INSTRUCTIONS TO FOLLOW ▸ Copy out, from the data below, each line in which the word "truck" occurs.

Photo-based referring expression data ▸

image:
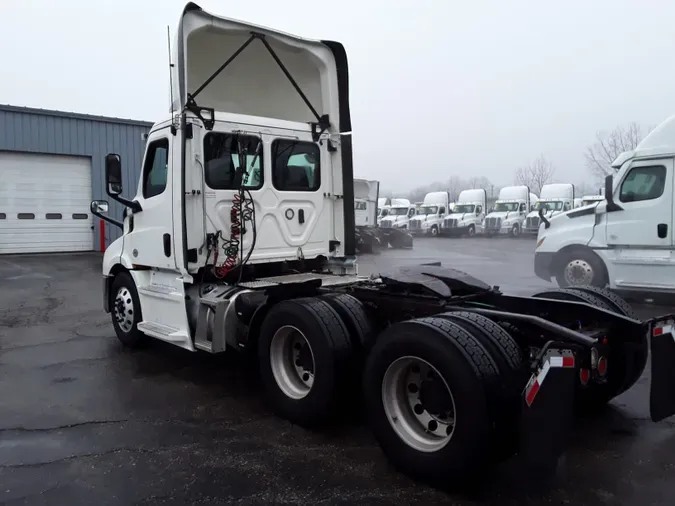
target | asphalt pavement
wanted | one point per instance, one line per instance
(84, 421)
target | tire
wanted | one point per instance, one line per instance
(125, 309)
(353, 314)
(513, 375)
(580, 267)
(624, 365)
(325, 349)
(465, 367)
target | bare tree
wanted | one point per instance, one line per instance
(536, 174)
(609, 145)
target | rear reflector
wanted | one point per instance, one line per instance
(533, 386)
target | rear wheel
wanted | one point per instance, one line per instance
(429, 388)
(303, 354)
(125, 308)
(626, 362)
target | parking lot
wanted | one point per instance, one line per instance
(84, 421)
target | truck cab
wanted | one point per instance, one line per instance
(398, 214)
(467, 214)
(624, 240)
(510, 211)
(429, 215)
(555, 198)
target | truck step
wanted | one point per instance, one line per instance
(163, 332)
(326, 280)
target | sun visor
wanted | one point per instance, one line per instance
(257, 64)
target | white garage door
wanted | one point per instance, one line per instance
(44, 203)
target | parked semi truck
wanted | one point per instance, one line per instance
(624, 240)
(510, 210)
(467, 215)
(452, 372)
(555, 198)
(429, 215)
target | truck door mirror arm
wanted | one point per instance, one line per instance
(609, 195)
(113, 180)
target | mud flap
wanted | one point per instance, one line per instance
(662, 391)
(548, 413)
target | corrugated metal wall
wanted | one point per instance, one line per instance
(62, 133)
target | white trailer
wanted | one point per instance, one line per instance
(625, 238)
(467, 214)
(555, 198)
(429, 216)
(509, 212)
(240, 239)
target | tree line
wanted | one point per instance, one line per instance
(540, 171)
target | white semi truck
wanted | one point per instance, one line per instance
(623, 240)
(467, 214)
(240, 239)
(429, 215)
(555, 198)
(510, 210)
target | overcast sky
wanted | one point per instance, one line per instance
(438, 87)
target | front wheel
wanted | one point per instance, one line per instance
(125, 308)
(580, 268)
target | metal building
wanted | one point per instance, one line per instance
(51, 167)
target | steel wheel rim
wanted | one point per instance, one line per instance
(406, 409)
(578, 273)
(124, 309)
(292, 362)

ANSWER SECTION ▸
target | truck cab
target | truck step
target | parked semi truck
target | truck door mirror arm
target | white semi truck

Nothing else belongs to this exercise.